>>>>>

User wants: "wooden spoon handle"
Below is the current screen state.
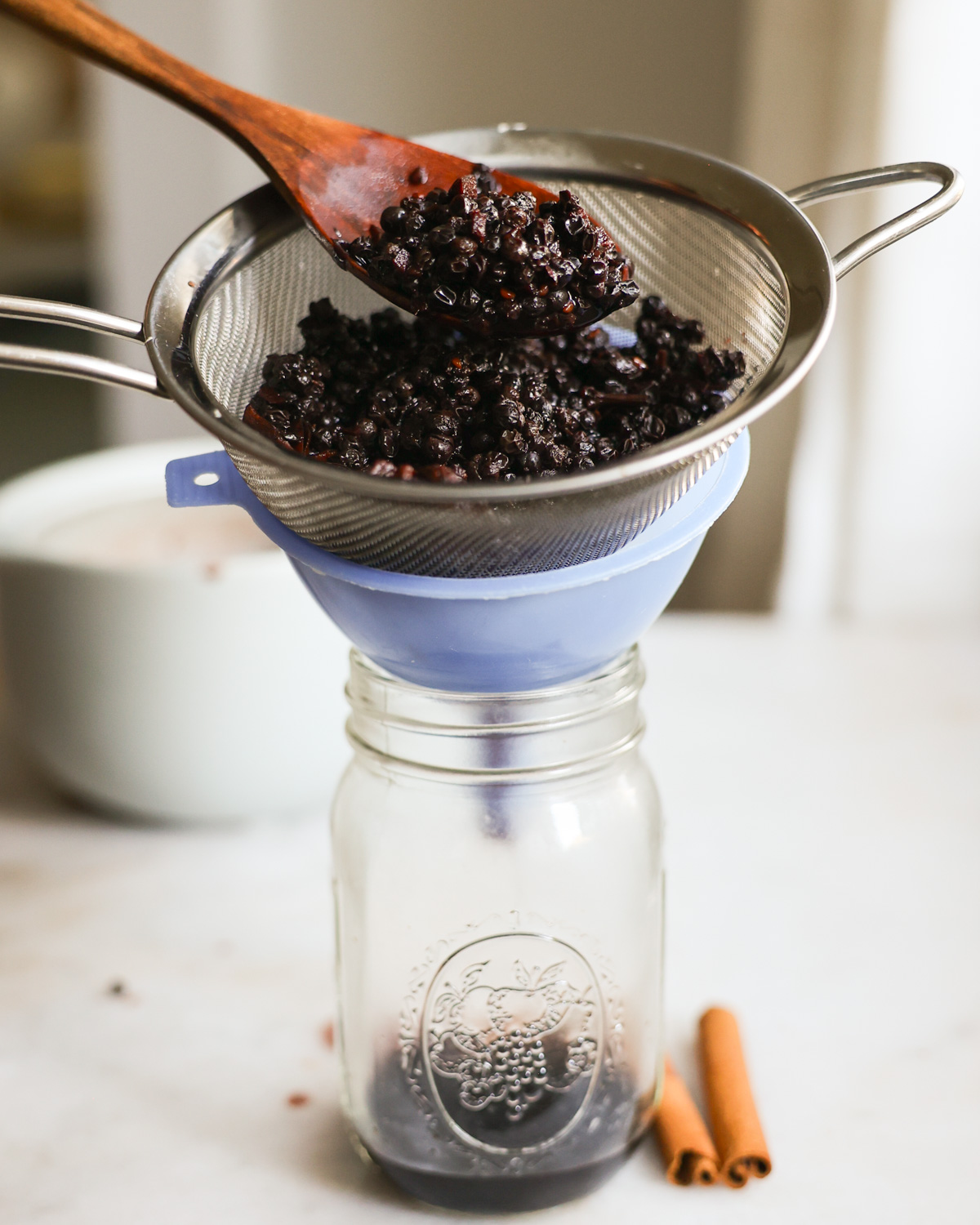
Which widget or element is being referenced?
[0,0,279,156]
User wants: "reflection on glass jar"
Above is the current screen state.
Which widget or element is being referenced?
[333,649,663,1212]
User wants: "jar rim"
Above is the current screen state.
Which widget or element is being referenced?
[347,647,644,774]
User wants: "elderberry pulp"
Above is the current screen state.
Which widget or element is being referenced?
[244,296,745,483]
[341,166,639,336]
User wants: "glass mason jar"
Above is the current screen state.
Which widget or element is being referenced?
[333,648,663,1212]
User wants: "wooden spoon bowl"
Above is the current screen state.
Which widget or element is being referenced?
[0,0,619,336]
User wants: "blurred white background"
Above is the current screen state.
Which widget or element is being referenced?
[0,0,980,621]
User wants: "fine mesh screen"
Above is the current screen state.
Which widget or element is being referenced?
[193,176,786,577]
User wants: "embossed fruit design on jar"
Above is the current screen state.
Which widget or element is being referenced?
[333,651,662,1212]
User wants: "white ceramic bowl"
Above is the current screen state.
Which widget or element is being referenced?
[0,441,348,820]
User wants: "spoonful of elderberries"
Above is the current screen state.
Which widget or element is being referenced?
[343,166,639,336]
[0,0,639,336]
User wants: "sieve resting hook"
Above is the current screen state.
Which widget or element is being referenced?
[786,162,963,281]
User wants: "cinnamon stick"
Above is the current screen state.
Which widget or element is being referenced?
[700,1009,772,1187]
[653,1060,719,1187]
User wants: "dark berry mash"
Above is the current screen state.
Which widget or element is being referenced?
[244,295,745,482]
[345,167,639,336]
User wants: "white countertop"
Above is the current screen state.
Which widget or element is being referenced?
[0,617,980,1225]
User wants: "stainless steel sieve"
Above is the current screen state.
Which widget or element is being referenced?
[0,127,963,578]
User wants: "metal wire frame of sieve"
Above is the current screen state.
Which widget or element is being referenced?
[0,127,963,578]
[193,176,786,578]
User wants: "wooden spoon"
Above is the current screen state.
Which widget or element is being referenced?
[0,0,625,333]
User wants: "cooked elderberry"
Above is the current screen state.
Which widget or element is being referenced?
[342,166,639,336]
[244,298,745,484]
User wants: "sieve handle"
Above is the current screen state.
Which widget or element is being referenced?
[0,294,167,399]
[786,162,963,281]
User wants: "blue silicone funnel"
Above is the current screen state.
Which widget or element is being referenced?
[167,433,749,693]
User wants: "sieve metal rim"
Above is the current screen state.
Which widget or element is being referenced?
[145,127,837,505]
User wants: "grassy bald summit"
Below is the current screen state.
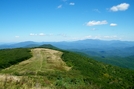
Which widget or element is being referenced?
[0,45,134,89]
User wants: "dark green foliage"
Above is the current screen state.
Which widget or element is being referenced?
[62,51,134,89]
[0,48,32,69]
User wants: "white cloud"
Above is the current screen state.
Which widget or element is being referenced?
[92,28,96,30]
[62,0,67,2]
[15,36,20,38]
[57,5,62,9]
[30,33,35,36]
[93,9,101,13]
[110,3,130,12]
[39,33,45,36]
[58,34,67,37]
[69,2,75,6]
[87,20,108,26]
[110,23,117,27]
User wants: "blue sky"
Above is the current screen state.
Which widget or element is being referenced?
[0,0,134,42]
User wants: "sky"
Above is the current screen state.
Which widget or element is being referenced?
[0,0,134,42]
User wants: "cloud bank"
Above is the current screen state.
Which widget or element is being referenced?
[87,20,108,26]
[110,3,130,12]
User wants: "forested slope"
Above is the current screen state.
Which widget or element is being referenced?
[0,48,32,69]
[0,45,134,89]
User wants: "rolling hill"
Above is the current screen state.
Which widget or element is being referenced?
[0,45,134,89]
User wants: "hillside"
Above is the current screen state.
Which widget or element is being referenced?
[0,45,134,89]
[0,39,134,69]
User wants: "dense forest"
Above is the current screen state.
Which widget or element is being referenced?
[0,48,32,69]
[62,51,134,89]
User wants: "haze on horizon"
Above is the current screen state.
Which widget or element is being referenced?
[0,0,134,42]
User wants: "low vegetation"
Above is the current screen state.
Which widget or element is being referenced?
[0,48,32,69]
[0,45,134,89]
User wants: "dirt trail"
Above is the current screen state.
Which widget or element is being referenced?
[2,48,70,75]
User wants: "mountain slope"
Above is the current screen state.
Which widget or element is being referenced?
[0,48,134,89]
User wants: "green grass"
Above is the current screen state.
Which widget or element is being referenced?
[0,48,134,89]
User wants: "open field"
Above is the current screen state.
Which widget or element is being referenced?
[0,48,70,89]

<<<<<

*IHRE ANWEISUNGEN*.
Zählen Sie die Zeilen des Materials, in denen das Wort „green“ vorkommt. Nennen Sie nur die Zahl.

*ANTWORT ZUR AUFGABE*.
2